# Data start

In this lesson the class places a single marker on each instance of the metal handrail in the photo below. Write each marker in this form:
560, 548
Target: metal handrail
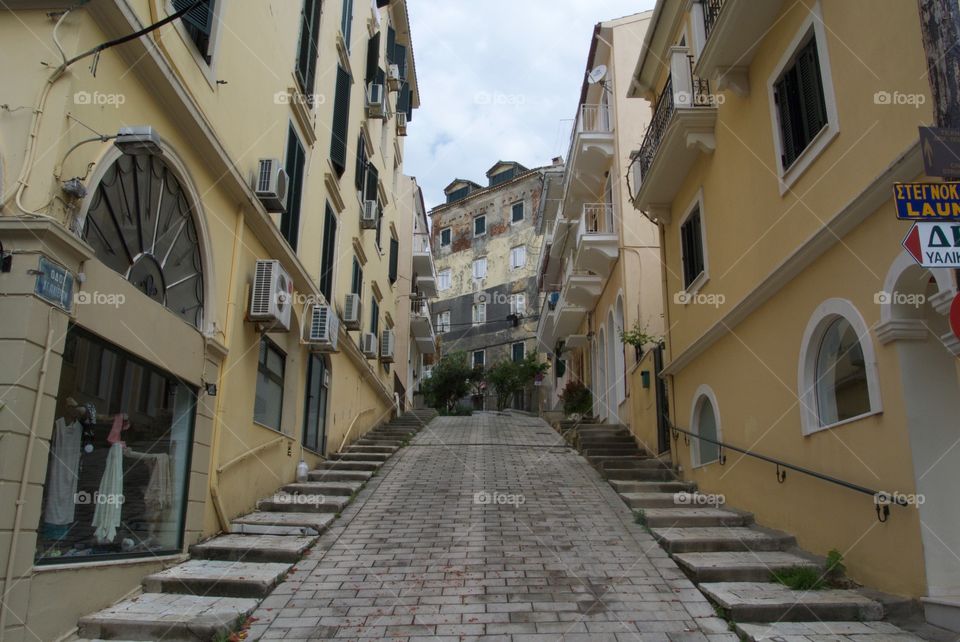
883, 508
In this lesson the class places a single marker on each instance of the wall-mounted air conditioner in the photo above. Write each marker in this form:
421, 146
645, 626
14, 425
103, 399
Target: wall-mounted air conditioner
321, 328
270, 184
351, 311
271, 297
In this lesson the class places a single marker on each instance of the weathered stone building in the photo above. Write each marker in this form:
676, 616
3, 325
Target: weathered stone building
486, 242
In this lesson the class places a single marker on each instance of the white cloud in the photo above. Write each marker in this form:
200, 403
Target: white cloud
498, 80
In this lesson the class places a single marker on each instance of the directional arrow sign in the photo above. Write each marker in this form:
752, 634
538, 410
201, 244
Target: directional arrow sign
934, 245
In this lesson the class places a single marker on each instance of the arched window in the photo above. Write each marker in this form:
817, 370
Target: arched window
141, 224
705, 421
838, 380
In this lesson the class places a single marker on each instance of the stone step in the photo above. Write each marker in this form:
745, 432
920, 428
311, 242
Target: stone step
688, 517
271, 523
339, 475
361, 456
253, 548
734, 566
773, 602
218, 578
324, 488
350, 465
625, 486
715, 539
166, 616
825, 632
297, 503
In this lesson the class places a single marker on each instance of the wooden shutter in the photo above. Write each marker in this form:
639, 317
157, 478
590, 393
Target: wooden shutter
341, 122
394, 252
329, 252
373, 57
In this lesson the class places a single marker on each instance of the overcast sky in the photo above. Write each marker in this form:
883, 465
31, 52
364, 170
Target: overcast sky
499, 79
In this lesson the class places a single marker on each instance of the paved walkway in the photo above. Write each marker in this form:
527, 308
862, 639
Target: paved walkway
487, 527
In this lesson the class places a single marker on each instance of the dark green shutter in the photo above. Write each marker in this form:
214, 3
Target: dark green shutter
341, 122
329, 253
373, 57
394, 256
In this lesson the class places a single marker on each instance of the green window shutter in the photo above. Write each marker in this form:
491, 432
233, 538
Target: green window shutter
394, 256
341, 122
329, 253
373, 57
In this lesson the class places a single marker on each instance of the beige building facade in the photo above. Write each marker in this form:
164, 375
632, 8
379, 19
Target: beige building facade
184, 215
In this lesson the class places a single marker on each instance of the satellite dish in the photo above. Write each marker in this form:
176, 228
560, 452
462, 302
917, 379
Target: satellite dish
599, 73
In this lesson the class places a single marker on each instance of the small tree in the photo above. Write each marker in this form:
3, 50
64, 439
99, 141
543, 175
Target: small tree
449, 382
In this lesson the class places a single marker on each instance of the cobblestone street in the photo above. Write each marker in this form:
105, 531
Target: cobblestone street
487, 527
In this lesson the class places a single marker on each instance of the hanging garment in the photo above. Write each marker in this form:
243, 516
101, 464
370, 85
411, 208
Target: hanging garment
109, 500
62, 473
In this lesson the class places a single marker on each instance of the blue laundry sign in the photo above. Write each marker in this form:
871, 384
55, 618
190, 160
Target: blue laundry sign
54, 283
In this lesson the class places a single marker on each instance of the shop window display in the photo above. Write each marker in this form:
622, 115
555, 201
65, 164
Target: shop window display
119, 458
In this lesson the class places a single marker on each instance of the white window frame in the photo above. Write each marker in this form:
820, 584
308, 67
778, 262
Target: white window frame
821, 319
789, 176
475, 219
700, 281
704, 392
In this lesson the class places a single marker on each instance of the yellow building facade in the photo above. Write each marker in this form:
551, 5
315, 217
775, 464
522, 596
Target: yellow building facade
146, 401
797, 326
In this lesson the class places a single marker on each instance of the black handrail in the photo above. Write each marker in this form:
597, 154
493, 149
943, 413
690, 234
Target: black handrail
883, 507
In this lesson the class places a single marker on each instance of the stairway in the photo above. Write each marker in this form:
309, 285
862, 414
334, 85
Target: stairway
227, 575
729, 557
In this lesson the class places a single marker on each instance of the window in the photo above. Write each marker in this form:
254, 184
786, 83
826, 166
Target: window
199, 24
518, 257
480, 268
479, 313
268, 402
329, 245
443, 279
307, 47
341, 121
800, 102
516, 212
290, 219
706, 424
99, 382
691, 248
443, 321
315, 415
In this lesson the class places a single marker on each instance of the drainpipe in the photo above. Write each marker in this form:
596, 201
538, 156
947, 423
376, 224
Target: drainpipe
25, 475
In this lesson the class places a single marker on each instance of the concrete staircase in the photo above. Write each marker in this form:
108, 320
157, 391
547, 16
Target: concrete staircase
726, 554
227, 576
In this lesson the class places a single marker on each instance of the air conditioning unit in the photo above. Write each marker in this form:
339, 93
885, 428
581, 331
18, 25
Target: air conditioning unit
375, 101
321, 329
271, 297
368, 217
351, 311
368, 345
387, 341
393, 77
270, 184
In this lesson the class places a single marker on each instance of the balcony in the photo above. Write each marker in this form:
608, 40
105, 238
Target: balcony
732, 29
423, 267
681, 129
598, 244
421, 327
591, 151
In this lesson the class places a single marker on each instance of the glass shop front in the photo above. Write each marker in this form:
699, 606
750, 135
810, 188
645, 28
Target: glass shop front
119, 462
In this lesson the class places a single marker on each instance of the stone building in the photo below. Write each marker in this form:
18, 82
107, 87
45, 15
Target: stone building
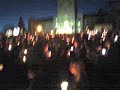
68, 20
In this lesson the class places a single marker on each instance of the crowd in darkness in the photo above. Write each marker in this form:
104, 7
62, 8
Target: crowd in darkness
92, 59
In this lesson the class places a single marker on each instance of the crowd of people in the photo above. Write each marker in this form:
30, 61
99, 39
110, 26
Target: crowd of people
86, 53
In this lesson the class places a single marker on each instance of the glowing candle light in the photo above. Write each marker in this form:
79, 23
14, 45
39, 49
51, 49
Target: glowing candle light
24, 59
64, 85
116, 38
71, 49
49, 54
10, 47
18, 43
25, 51
1, 67
103, 51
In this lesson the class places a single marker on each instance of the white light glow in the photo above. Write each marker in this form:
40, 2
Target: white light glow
16, 31
49, 53
103, 51
9, 33
25, 51
1, 67
64, 85
39, 28
116, 38
24, 59
71, 49
10, 47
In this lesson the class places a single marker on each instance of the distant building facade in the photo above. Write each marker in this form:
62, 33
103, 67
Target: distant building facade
68, 20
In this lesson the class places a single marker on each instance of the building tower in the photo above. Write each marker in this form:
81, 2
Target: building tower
65, 21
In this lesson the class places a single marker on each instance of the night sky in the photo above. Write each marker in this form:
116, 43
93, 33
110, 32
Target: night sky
11, 10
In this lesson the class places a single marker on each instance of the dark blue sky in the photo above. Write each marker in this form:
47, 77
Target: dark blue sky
11, 10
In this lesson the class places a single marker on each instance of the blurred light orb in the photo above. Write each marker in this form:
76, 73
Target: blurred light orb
49, 54
25, 51
18, 43
39, 28
103, 51
24, 59
10, 47
71, 49
64, 85
16, 31
1, 67
116, 38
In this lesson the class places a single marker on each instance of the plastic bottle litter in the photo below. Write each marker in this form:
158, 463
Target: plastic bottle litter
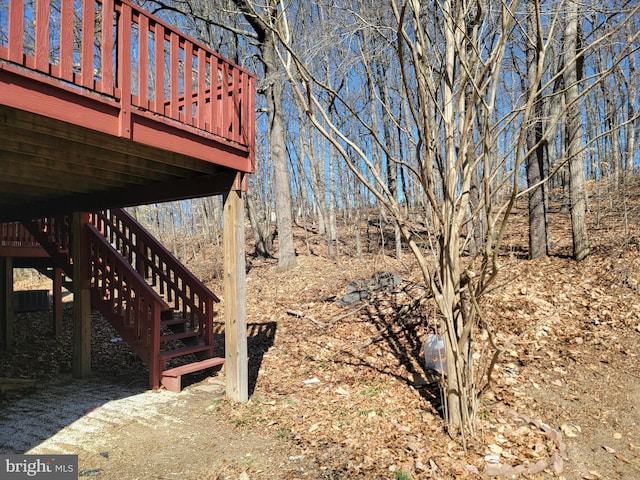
434, 357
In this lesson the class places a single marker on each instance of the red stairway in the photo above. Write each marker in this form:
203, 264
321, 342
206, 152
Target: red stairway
156, 305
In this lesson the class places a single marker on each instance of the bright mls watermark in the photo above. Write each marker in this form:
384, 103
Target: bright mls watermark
51, 467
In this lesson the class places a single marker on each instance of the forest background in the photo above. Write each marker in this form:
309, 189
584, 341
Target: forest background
436, 120
436, 117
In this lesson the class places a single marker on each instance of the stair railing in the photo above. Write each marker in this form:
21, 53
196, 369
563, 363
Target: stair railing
187, 295
123, 295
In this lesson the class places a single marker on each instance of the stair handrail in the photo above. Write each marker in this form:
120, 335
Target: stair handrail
153, 261
121, 291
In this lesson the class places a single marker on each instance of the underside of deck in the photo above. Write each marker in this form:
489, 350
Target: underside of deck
49, 167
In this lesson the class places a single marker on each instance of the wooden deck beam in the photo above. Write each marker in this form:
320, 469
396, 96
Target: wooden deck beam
235, 312
6, 303
81, 358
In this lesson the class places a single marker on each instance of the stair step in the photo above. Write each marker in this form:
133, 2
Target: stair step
171, 379
178, 336
174, 321
178, 352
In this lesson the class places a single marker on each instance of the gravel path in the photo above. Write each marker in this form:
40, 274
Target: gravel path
59, 416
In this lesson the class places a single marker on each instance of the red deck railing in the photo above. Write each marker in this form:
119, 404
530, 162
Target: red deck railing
120, 52
187, 295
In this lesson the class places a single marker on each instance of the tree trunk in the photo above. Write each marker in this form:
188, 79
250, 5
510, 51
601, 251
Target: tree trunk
574, 137
538, 241
273, 92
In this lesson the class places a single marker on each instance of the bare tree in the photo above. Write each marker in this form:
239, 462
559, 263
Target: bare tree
464, 128
573, 127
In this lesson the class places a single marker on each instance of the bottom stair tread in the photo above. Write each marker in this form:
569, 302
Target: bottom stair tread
171, 378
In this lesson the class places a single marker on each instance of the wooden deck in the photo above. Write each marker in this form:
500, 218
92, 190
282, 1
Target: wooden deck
108, 106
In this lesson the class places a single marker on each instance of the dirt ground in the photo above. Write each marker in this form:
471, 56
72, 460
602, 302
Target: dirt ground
341, 392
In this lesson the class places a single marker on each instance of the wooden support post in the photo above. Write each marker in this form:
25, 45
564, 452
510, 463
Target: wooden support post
81, 297
235, 311
58, 276
6, 303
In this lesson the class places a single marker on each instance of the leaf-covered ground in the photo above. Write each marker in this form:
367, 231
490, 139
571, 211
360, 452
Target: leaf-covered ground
344, 393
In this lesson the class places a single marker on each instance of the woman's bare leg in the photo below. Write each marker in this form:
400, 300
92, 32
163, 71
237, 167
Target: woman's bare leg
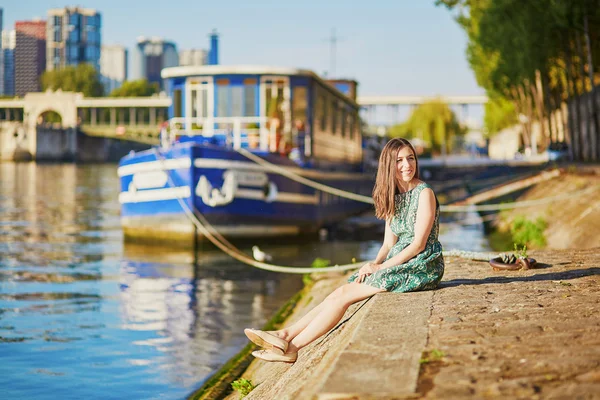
292, 331
327, 314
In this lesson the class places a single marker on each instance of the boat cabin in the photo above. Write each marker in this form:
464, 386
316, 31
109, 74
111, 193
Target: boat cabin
291, 112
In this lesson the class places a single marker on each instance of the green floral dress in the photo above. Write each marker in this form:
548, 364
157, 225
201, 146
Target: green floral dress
425, 270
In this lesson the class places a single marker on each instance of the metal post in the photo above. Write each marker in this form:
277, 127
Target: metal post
152, 116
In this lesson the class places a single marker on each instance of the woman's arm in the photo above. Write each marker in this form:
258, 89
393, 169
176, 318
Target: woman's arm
423, 224
389, 240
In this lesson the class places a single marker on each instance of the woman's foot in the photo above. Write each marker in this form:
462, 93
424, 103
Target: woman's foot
268, 340
267, 355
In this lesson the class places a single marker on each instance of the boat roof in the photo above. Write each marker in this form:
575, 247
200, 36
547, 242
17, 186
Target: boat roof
193, 70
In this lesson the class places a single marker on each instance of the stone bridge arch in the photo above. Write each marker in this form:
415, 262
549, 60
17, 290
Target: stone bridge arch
62, 103
47, 143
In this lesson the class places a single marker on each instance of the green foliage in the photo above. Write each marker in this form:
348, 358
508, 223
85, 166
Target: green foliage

# Data end

■ Do this
Transcribe exactly the line containing "the woman's foot" and all remaining lines of the material, ending with the last one.

■ Solution to the problem
In this lesson the class places a single marker on each instance of the woman's foot in the photo above. Write each marker in this form:
462, 93
424, 103
Target: woman's foot
268, 340
267, 355
In this lesson the class places a single marker on each instance of the boat roof in the photo above. Write each marker in this form:
575, 247
200, 36
547, 242
17, 186
Target: boat roof
193, 70
In this lesson the class places a single marker on each instance of the stone bridge arch in the photo above. Write each marker in this form:
415, 262
549, 60
17, 290
Target: stone bridge arch
62, 103
47, 143
In this lesson the class places a single marker on each instance of the green foliage in the photo above. Write each marker in this form:
348, 358
508, 223
85, 166
Target: green foliage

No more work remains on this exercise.